> Problem
Wherever a picture sits, omit it. Output the rest of the listing exactly.

> Available data
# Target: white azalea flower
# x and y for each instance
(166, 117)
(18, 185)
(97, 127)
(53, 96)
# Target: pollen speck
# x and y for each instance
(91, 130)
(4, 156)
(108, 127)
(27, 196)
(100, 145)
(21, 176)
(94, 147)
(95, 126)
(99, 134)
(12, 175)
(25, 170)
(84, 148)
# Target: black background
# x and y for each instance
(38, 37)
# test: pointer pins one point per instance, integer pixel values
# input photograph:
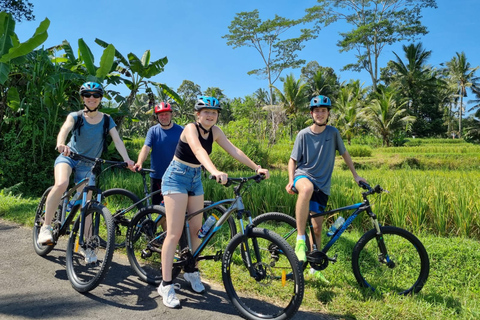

> Answer for the task
# Target: white azalea flower
# x and y for each instance
(166, 117)
(18, 185)
(97, 127)
(53, 96)
# Target: pollen speck
# x and y for each instance
(91, 130)
(4, 156)
(108, 127)
(27, 196)
(100, 145)
(21, 176)
(94, 147)
(95, 126)
(99, 134)
(12, 175)
(25, 170)
(84, 148)
# Target: black background
# x and y for each instance
(38, 37)
# test: pointer pins one point per instance, integer pixel values
# input photograph:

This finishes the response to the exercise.